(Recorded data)
◇ ◇ ◇ ◇ ◇

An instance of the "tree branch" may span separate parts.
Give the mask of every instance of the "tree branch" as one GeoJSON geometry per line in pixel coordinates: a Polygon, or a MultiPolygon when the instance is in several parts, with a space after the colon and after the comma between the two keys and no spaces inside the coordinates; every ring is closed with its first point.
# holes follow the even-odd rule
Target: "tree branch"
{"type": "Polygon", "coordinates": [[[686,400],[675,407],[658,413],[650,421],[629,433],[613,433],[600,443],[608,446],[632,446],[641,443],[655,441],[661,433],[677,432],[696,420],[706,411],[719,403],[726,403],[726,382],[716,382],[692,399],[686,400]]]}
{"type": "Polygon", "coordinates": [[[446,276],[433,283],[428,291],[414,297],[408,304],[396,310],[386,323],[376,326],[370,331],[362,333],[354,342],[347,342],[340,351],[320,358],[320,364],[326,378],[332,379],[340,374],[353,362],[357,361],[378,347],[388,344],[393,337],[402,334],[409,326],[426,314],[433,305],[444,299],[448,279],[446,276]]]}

◇ ◇ ◇ ◇ ◇

Present every line of the records above as a numbered list, leaving out any blank lines.

**EXERCISE RESPONSE**
1. An instance of the "tree branch" may span separate parts.
2. Give the mask of every instance of the "tree branch" as one GeoJSON geometry per line in pixel coordinates: a Polygon, or a MultiPolygon when the instance is in several parts, with a space after the colon and after the comma between the two keys and no spaces inside the coordinates; every ring is closed with its first point.
3. # holes follow the even-odd rule
4. Target: "tree branch"
5. {"type": "Polygon", "coordinates": [[[686,400],[675,407],[658,413],[650,421],[629,433],[613,433],[600,443],[608,446],[632,446],[641,443],[655,441],[661,433],[677,432],[696,420],[706,411],[719,403],[726,403],[726,382],[716,382],[692,399],[686,400]]]}
6. {"type": "Polygon", "coordinates": [[[446,276],[433,283],[428,291],[414,297],[408,304],[396,310],[386,323],[376,326],[370,331],[362,333],[354,342],[347,342],[340,351],[320,358],[320,364],[326,378],[332,379],[340,374],[353,362],[357,361],[378,347],[388,344],[393,337],[402,334],[409,326],[426,314],[433,305],[444,299],[448,279],[446,276]]]}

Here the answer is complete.